**Exercise aim:** Nothing but an exact copy of the records below counts as the answer.

*** Exercise inputs Section Begins ***

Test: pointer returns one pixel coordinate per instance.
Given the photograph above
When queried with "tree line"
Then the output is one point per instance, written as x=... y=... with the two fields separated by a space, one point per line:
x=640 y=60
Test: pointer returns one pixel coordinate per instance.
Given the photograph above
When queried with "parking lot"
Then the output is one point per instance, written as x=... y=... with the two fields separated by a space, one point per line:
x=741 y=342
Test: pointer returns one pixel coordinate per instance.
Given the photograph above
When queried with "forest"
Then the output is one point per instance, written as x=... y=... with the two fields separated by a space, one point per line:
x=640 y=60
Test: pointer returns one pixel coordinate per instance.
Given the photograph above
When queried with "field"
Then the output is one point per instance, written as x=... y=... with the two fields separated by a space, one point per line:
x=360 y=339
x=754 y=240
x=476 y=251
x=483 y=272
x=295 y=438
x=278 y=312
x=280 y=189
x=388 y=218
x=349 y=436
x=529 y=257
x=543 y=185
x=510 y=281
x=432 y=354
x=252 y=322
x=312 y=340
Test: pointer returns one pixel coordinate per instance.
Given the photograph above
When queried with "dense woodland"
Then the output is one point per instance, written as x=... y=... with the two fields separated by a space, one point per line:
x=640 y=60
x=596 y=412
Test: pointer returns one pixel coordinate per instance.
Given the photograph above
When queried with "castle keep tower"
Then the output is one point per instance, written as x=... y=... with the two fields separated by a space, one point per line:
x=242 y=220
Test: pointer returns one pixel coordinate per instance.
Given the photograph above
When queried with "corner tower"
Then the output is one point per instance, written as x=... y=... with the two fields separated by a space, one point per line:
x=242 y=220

*** Exercise inputs Section Ends ***

**Answer space:**
Test: pointer returns one pixel coordinate per instance.
Given the photograph above
When queried with "tree line"
Then the output is one point per instance, written as x=... y=... with the two fields separated by a space, one point per line:
x=640 y=60
Test: pointer returns one pixel coordinate per instance.
Given the photograph above
When queried with "parking lot"
Then the output is one point per instance, written as x=... y=... with the two fields separated by a space, one point per line:
x=741 y=342
Test: pointer returns one pixel coordinate per instance.
Given the photograph above
When queried with "forest"
Then the output is one point per instance, written as x=... y=... with the two fields separated by a space, one point per line:
x=640 y=60
Test: pointer returns one pixel coordinate per instance.
Given the photograph above
When queried with "field"
Then the output is one point per instance, written as x=... y=... with the two fields separated by a space, one point per line:
x=360 y=339
x=754 y=240
x=476 y=251
x=483 y=272
x=295 y=438
x=278 y=312
x=280 y=189
x=388 y=218
x=349 y=436
x=529 y=257
x=543 y=185
x=510 y=281
x=432 y=354
x=252 y=322
x=312 y=340
Test: pointer returns one pixel coordinate per instance.
Given the photograph above
When queried with "dense woodland"
Then the output is one point per instance, written as x=... y=... with the two fields separated by a space, one point per line:
x=640 y=60
x=596 y=412
Test: pointer returns one pixel coordinate per instance.
Given the photograph above
When queried with "castle keep tower"
Then the output is one point per instance, written as x=... y=... with the two fields separated by a space, one point per line:
x=242 y=220
Test: pointer returns one pixel coordinate per instance.
Given the photograph above
When queried with "corner tower"
Then the output is one point per instance, written as x=... y=... with the two fields separated by a space, one point per line:
x=242 y=220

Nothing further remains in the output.